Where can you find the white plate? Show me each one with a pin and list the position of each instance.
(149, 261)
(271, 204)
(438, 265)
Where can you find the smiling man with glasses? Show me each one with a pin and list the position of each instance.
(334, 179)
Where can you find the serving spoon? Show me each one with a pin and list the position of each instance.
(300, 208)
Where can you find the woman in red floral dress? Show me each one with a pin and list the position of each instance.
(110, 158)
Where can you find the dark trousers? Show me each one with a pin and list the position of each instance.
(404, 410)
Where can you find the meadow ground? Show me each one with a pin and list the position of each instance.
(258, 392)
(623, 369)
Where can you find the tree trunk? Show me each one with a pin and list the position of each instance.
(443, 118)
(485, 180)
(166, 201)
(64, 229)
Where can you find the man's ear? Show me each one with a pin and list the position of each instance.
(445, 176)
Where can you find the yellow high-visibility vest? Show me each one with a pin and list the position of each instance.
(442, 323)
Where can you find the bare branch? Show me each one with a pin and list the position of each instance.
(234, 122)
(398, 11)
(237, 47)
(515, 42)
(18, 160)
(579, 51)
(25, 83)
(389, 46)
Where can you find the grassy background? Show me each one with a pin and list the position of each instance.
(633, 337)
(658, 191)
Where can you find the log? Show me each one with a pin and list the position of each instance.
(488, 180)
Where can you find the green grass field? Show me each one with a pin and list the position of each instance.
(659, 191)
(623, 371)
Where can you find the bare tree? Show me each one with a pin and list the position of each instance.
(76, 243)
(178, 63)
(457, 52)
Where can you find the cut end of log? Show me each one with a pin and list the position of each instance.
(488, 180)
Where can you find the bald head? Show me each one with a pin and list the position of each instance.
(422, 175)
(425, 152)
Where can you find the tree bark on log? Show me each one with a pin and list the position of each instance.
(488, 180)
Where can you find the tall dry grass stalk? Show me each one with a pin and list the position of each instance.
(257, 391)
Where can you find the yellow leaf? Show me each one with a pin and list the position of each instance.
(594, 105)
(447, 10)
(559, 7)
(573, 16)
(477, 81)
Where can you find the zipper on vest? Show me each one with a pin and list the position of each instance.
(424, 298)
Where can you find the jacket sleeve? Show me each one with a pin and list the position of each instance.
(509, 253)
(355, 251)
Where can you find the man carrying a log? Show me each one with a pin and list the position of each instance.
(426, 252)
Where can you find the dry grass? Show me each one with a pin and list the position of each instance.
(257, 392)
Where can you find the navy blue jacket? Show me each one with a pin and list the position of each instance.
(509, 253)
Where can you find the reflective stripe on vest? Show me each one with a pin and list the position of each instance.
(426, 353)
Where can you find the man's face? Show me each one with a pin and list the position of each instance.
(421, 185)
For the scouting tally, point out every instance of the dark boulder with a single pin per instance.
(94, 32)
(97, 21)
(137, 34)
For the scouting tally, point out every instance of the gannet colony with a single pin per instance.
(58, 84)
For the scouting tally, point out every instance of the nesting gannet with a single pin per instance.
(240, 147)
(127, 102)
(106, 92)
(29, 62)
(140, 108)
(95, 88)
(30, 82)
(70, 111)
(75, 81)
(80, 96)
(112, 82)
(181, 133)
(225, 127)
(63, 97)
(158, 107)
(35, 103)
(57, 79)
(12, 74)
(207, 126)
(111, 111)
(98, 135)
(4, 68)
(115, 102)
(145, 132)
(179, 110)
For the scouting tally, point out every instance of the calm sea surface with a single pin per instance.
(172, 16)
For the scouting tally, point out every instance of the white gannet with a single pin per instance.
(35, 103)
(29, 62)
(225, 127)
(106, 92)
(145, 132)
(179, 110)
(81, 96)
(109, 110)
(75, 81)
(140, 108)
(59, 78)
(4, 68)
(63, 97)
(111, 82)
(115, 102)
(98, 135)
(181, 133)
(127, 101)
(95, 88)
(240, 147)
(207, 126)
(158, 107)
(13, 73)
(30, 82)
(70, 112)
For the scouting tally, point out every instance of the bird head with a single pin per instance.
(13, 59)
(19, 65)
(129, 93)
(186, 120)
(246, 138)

_EXERCISE DESCRIPTION_
Repeat each record exactly, leaving nothing out.

_REPLY TO THE EXERCISE_
Where can you find the white plate? Show me each one with a pin and list the position of each instance.
(149, 261)
(271, 204)
(438, 265)
Where can you find the smiling man with glasses? Show me each one with a pin and list the position of each instance.
(334, 179)
Where can you find the serving spoon? Show me each one with a pin and list the position of each instance.
(300, 208)
Where can you find the woman in red floral dress? Show me each one with a pin and list the position of each instance.
(110, 158)
Where can you find the dark trousers? Show me each one with a pin and list the position of each instance.
(404, 410)
Where can you find the meadow ground? Show me each one with a pin and list the position of each instance.
(258, 392)
(623, 369)
Where can you find the tree trunk? Show me each one with a pin and list the position of each instance.
(443, 118)
(485, 180)
(166, 201)
(64, 229)
Where can you find the man's ear? Show me each one with a pin and list the position of each instance.
(445, 176)
Where can you find the yellow high-visibility vest? Show me each one with a pin and list the position of each instance.
(442, 323)
Where can you find the bare branch? Show me each one with a pin and list the position of each instance.
(234, 122)
(398, 11)
(237, 47)
(515, 42)
(18, 160)
(579, 51)
(25, 83)
(389, 46)
Where can you find the grassy background? Show me each one with a pin and list the position of each instance.
(633, 337)
(658, 191)
Where can you find the log? Show me each one with a pin and list the position of each instance.
(488, 180)
Where can you find the green grass field? Show me each one with a pin and list the position of each instance.
(659, 191)
(623, 371)
Where can you find the bare tree? Show me each one with a pin and list the position of each instance.
(76, 243)
(178, 63)
(457, 52)
Where can you find the cut end of log? Show me each one with a pin and list the position of each instance.
(488, 180)
Where can you find the bald head? Show me each one with a pin and list the position of each instance.
(422, 175)
(425, 152)
Where can you find the tree bark on log? Show me each one with a pin and list the position of each instance.
(488, 180)
Where can you find the tall dry grass stalk? Show me each one with a pin and list the position of each instance.
(257, 391)
Where can you find the yellow leaf? Show me each one with a pin and list the position of each instance.
(594, 105)
(447, 10)
(559, 7)
(573, 16)
(477, 81)
Where can you find the zipper on vest? Show me each one with a pin and list the position of each instance.
(424, 298)
Where can you find the jacket sleeve? Show me each one with a pin and list the position of each instance.
(509, 253)
(355, 251)
Where can you find the man carrying a log? Show me each one with a pin and list the position of each instance.
(426, 252)
Where can you find the dry grass? Show me each one with a pin and list the position of each instance.
(257, 392)
Where can you find the navy blue jacket? Show me each one with a pin and list the position of each instance.
(509, 253)
Where can you find the reflective stripe on vest? Show me each one with a pin and list the position of each instance.
(426, 353)
Where can you find the man's face? Show me each one with a pin and list the position of each instance.
(421, 185)
For the scouting tally, point out every instance of the dark boulder with a single pin per instance.
(94, 32)
(97, 21)
(137, 34)
For the scouting tally, point out every instance of the gannet colony with a single pin per instance.
(58, 84)
For the scouting tally, point out every instance of the nesting gannet with a single pin per instance.
(240, 147)
(127, 102)
(106, 92)
(29, 62)
(140, 108)
(95, 88)
(30, 82)
(70, 111)
(75, 81)
(80, 96)
(112, 82)
(181, 133)
(225, 127)
(63, 97)
(158, 107)
(35, 103)
(57, 79)
(12, 74)
(207, 126)
(111, 111)
(98, 135)
(4, 68)
(115, 102)
(145, 132)
(179, 110)
For the scouting tally, point out every instance of the calm sea surface with a single pin per instance.
(172, 16)
For the scouting tally, point out every instance of the white gannet with a single pin per instance.
(35, 103)
(29, 62)
(225, 127)
(106, 92)
(145, 132)
(179, 110)
(81, 96)
(109, 110)
(75, 81)
(140, 108)
(59, 78)
(4, 68)
(63, 97)
(111, 82)
(115, 102)
(98, 135)
(181, 133)
(127, 101)
(95, 88)
(240, 147)
(207, 126)
(158, 107)
(13, 73)
(30, 82)
(70, 112)
For the scouting tally, point out every instance of the bird head with a single pin per instance.
(13, 59)
(19, 65)
(129, 93)
(186, 120)
(246, 138)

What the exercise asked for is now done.